> [Passage given]
— Begin —

# Felt and Slipstream



## azchris (Oct 17, 2007)

Great that Felt is hooked-up with Slipstream. If Slipstream manages to get into the Tour de France will Felt be inclined to stay with them because of the $'s it will cost them?

I hope so. This seems like a great match. Also it seems that Felt is in a growth mode; I am seeing more Felt bikes all the time and also more people talking about the "bang for the buck" of the Felt. 

Anyway, I love my F75.


----------



## jm3 (Mar 22, 2003)

They're signed up for two additional years now, and there's a "special edition" F1 on the way. Wait till you see it. Very cool.

The F75 is the best deal in cycling.


----------



## azchris (Oct 17, 2007)

So, with two extra years, that is through 2010 I believe. Great! Hope to see Slipstream in TDF possibly next year if they can get a wildcard.

I feel the same way about the deal you get with the F75. My LBS was having a 20% off sale and I we bought three; one each for me, my wife, and my stepdaughter bought one.


----------



## w4ta (Aug 27, 2007)

*Slipstream Felt F1*

Attached is an image of the Slipstream Felt F1. To each his own... I bet the color scheme will be met with scorn by many, but I like it quite a bit. 

My Felt F2 is carbon with clear-coat and discrete white/silver markings... it's a powerful machine, so one should not be fooled by the baby-blue on the Slipstream. It's an amazing bike, supporting a team that will be worth watching.


----------



## azchris (Oct 17, 2007)

I really like it; especially the argyle details. I'm not really a fan of the white handlebar tape and seat though. I would buy one in an instant if I could.


----------



## BunnV (Sep 7, 2005)

w4ta said:


> Attached is an image of the Slipstream Felt F1. To each his own... I bet the color scheme will be met with scorn by many........


I never liked the way Slipstream's kit looked with the black team bikes. At least now their jersey's will match their bikes! Team Slipstream will do well in the TDF and for sure they will do it CLEAN. :thumbsup:


----------

— End —

> [Given exercise 1]
Answer these from the Felt and Slipstream thread:
(a) Which Felt model does azchris say he loves?
(b) According to jm3, for how many additional years has the team signed up?
(c) Which details of the Slipstream Felt F1 does azchris especially like?
> [Given exercise 2]
Write out everything in the Felt and Slipstream thread from "I feel the same" down to "be worth watching.", word for word.
The listing that comes next is separate material, unrelated to the Felt and Slipstream thread.

> [Material]
— Begin —

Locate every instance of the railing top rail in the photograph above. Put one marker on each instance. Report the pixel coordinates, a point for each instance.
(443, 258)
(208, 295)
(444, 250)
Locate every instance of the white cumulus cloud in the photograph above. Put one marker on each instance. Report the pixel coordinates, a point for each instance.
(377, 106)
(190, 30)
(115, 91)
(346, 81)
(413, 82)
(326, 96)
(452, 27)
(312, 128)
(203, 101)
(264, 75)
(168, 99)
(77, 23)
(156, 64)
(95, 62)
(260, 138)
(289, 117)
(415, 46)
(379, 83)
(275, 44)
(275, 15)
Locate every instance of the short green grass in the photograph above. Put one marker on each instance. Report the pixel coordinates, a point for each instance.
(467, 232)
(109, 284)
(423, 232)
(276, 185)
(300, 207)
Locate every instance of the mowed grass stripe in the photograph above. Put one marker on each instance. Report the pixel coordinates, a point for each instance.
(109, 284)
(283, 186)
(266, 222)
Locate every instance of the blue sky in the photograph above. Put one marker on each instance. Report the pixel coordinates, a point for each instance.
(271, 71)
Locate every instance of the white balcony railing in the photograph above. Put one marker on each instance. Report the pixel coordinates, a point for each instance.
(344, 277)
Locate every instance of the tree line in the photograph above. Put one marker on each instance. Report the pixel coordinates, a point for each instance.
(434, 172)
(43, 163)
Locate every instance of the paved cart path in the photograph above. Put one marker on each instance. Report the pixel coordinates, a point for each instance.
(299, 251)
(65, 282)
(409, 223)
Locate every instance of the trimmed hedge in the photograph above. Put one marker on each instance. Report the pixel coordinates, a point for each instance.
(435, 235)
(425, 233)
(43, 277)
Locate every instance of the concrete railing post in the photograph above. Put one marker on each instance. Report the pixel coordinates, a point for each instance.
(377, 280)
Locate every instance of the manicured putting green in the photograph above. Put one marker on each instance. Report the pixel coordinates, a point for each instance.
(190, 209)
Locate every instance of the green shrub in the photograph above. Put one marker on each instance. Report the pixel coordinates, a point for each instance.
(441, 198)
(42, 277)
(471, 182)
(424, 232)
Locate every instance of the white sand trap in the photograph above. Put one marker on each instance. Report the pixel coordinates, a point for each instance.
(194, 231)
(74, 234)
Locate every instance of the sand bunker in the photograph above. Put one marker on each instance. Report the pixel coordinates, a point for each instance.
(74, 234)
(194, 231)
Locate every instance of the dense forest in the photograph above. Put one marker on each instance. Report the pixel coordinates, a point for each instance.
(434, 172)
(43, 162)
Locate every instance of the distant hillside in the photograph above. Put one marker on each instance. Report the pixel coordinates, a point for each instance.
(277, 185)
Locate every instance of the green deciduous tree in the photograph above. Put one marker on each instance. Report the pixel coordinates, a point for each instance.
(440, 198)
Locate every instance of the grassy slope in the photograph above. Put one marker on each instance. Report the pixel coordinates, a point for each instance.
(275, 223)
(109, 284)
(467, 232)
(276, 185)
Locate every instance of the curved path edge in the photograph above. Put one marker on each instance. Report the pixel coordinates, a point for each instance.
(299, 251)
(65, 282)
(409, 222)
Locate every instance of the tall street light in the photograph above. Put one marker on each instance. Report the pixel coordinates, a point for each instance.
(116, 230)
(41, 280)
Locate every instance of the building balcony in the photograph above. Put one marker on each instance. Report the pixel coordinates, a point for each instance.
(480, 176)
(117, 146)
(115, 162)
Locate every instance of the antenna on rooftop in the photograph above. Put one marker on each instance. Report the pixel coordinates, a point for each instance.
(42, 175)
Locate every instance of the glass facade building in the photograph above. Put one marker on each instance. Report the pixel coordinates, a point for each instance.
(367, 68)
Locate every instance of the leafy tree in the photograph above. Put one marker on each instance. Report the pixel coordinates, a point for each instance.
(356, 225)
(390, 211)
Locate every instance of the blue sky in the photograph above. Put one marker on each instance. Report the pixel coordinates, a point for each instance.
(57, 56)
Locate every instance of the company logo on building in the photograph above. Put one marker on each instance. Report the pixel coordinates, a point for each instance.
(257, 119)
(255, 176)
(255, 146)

— End —

> [Full solution 1]
(a) The F75.
(b) Two additional years.
(c) The argyle details.

> [Full solution 2]
I feel the same way about the deal you get with the F75. My LBS was having a 20% off sale and I we bought three; one each for me, my wife, and my stepdaughter bought one.


----------



## w4ta (Aug 27, 2007)

*Slipstream Felt F1*

Attached is an image of the Slipstream Felt F1. To each his own... I bet the color scheme will be met with scorn by many, but I like it quite a bit. 

My Felt F2 is carbon with clear-coat and discrete white/silver markings... it's a powerful machine, so one should not be fooled by the baby-blue on the Slipstream. It's an amazing bike, supporting a team that will be worth watching.